→ Data provided:
● ● ● ● ● ● ●

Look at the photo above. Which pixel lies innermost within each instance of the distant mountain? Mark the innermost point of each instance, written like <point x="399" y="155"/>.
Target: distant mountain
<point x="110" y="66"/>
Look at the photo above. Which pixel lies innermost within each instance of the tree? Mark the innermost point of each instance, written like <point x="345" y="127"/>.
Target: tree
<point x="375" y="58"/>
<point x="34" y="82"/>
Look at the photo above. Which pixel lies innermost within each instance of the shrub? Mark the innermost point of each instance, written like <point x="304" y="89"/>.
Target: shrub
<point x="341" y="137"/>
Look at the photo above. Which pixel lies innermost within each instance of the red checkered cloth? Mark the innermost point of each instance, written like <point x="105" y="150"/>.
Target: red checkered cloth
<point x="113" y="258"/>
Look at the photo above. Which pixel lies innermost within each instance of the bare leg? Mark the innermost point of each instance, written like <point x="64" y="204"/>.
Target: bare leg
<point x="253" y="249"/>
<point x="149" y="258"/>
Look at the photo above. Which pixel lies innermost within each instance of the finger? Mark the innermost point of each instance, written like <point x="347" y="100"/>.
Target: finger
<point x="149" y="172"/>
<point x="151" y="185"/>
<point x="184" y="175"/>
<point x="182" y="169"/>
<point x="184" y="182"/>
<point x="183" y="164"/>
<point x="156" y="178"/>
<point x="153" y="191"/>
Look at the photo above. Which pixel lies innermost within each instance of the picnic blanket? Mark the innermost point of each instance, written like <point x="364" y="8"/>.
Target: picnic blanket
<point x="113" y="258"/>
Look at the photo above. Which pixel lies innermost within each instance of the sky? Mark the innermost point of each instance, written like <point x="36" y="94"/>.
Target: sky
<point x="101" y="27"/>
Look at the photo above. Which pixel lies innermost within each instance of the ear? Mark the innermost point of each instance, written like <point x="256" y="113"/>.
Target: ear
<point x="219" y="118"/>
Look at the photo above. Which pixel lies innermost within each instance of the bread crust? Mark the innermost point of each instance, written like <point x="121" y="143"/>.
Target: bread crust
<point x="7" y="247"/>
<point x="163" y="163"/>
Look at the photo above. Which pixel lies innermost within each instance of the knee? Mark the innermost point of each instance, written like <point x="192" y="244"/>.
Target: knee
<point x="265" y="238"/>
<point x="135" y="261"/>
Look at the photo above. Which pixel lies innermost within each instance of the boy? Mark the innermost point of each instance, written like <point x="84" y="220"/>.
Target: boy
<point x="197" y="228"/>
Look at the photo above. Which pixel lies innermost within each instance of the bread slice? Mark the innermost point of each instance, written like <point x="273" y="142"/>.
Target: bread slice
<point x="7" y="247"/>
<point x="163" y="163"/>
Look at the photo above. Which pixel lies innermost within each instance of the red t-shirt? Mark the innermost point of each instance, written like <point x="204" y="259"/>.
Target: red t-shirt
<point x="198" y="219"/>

● ● ● ● ● ● ●

→ Your task:
Would you please print every record exactly as written?

→ Response:
Look at the photo above. Which pixel lies innermost within each instance of the distant mountain? Mark the innermost point of each instance, written like <point x="399" y="155"/>.
Target: distant mountain
<point x="110" y="66"/>
Look at the photo above. Which pixel lies innermost within each instance of the tree? Mark the innermost point of each instance, written like <point x="345" y="127"/>.
Target: tree
<point x="375" y="58"/>
<point x="34" y="82"/>
Look at the photo above. Which pixel lies innermost within each instance of the shrub? Mark the innermost point of each instance, written like <point x="304" y="89"/>.
Target: shrub
<point x="341" y="137"/>
Look at the photo above. Which pixel lies innermost within each instance of the red checkered cloth? Mark the innermost point of each instance, written like <point x="105" y="150"/>.
Target: red checkered cloth
<point x="113" y="258"/>
Look at the photo above. Which pixel lies innermost within each instance of the bare leg? Mark the innermost point of each instance, written like <point x="64" y="204"/>.
Target: bare leg
<point x="253" y="249"/>
<point x="149" y="258"/>
Look at the photo above. Which pixel lies innermost within each instance of the finger? Mark the innermost point of each instance, written like <point x="347" y="100"/>.
Target: finger
<point x="149" y="172"/>
<point x="151" y="185"/>
<point x="184" y="175"/>
<point x="182" y="169"/>
<point x="184" y="182"/>
<point x="183" y="164"/>
<point x="156" y="178"/>
<point x="153" y="191"/>
Look at the photo above. Which pixel lies innermost within each instance of the picnic blanket? Mark the innermost point of each instance, written like <point x="364" y="8"/>.
Target: picnic blanket
<point x="113" y="258"/>
Look at the photo above. Which pixel lies innermost within each instance of the sky? Mark the innermost point of each instance, written like <point x="36" y="94"/>.
Target: sky
<point x="101" y="27"/>
Look at the photo above. Which pixel lies innermost within each instance of the ear? Mark the innermost point of each instance, written like <point x="256" y="113"/>.
Target: ear
<point x="219" y="118"/>
Look at the photo above. Which pixel lies innermost within each instance of the bread crust? Mark the innermost point of each instance, written like <point x="121" y="143"/>.
Target: bread crust
<point x="7" y="247"/>
<point x="163" y="163"/>
Look at the photo above. Which pixel lies innermost within each instance of the knee? Mark the innermost point of each instance, written like <point x="192" y="244"/>.
Target: knee
<point x="265" y="238"/>
<point x="135" y="261"/>
Look at the photo above. Which pixel lies innermost within each instance of the boy? Mark the innermost point of each instance, written like <point x="84" y="220"/>.
Target: boy
<point x="197" y="228"/>
Look at the photo above. Which pixel lies innermost within each instance of the bread slice? Mark the innermost point of each instance, written like <point x="273" y="142"/>.
Target: bread slice
<point x="7" y="247"/>
<point x="163" y="163"/>
Look at the photo above. Which pixel lies innermost within each instance of the red t-shirt? Mark the innermost point of each instance, written like <point x="204" y="259"/>.
Target: red t-shirt
<point x="198" y="219"/>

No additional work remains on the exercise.